DOCUMENT TEXT >>
<<<<

# Who would like to discuss Herd shares?



## Southern by choice (Jan 14, 2019)

I thought it would be a good opportunity to talk about herd shares.
Some points of discussion could be-
~Are you involved in a herd share
~What is a herd share 
~advantages/disadvantages
~legal / illegal in your state
~pros/cons
~things to think about when considering 

Please add to the list.

We have a really good group of people here and I would love to see more discussions and interaction.
I thought this would be a good topic, hope you all agree and will join in.


----------



## Southern by choice (Jan 14, 2019)

I should have added, I don't know much about them so this will be a great learning experience for me as well!


----------



## frustratedearthmother (Jan 15, 2019)

Following...


----------



## greybeard (Jan 15, 2019)

add to the list:

Is it or is it not just a method of circumventing regs re the selling of raw milk or other regulated products?
Which of the contracted  members has the liability should something 'go wrong'?
Are the herdshare share contracts actually binding or even legal?
USDA & FDA apparently have issued their own set of guidance on this. How do they view and react to what regs a state enacts?


----------



## Southern by choice (Jan 15, 2019)

@greybeard  -spot on. These are the things I think about as well.


----------



## Mike CHS (Jan 15, 2019)

It may be hard to separate laws because each state is so different.  I also don't know enough about how USDA interacts with the state Dept of Agriculture.

Tennessee legalized the "herd share" act in 2009 that refers to cows but goes on to include all hoofed animals.
The law reads in part:

T*here are only 2 ways to legally obtain raw milk in the state of Tennessee right now. Here they are below.*

*It is legal for farmers to sell raw milk FOR PET CONSUMPTION only.
It must be labeled as such.*
*It is legal to obtain fresh raw milk through share programs. either cow
shares, herd shares, or farm shares. *
*I can sell meat shares or even individual cuts by getting the Ag Dept to certify our handling area which we will do soon.*


----------



## Southern by choice (Jan 15, 2019)

Mike CHS said:


> It may be hard to separate laws because each state is so different.  I also don't know enough about how USDA interacts with the state Dept of Agriculture.
> 
> Tennessee legalized the "herd share" act in 2009 that refers to cows but goes on to include all hoofed animals.

>>>>

RECORD EXTRACTS >>
<<<<

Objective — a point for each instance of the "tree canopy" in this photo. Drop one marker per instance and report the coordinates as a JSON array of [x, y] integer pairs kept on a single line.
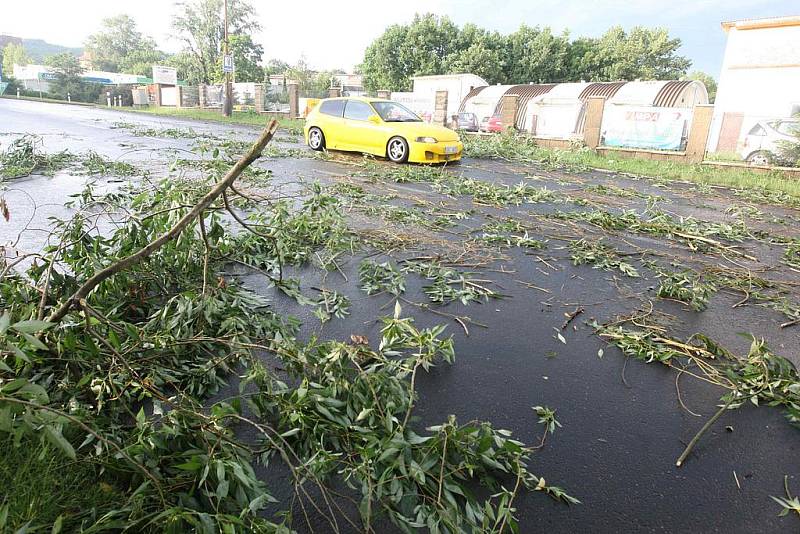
[[13, 54], [120, 47], [431, 44], [199, 25]]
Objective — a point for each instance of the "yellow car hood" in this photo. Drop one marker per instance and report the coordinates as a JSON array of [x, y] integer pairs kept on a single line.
[[412, 130]]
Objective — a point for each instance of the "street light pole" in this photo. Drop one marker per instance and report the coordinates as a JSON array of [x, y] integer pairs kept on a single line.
[[227, 107]]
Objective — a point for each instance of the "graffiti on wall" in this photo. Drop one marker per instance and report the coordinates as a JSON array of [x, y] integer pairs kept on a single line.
[[645, 127]]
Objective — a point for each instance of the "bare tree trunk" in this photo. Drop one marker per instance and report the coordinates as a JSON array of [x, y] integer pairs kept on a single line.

>>>>

AIM OF THE EXERCISE >>
Answer from the herd share thread:
(a) Who asked which of the contracted members has the liability should something "go wrong"?
(b) In what year did Tennessee legalize the "herd share" act?
(c) For what purpose may farmers in Tennessee legally sell raw milk?
The lines come from a source separate from the herd share thread.

SOLUTION FOR THIS PROBLEM >>
(a) greybeard
(b) 2009
(c) For pet consumption only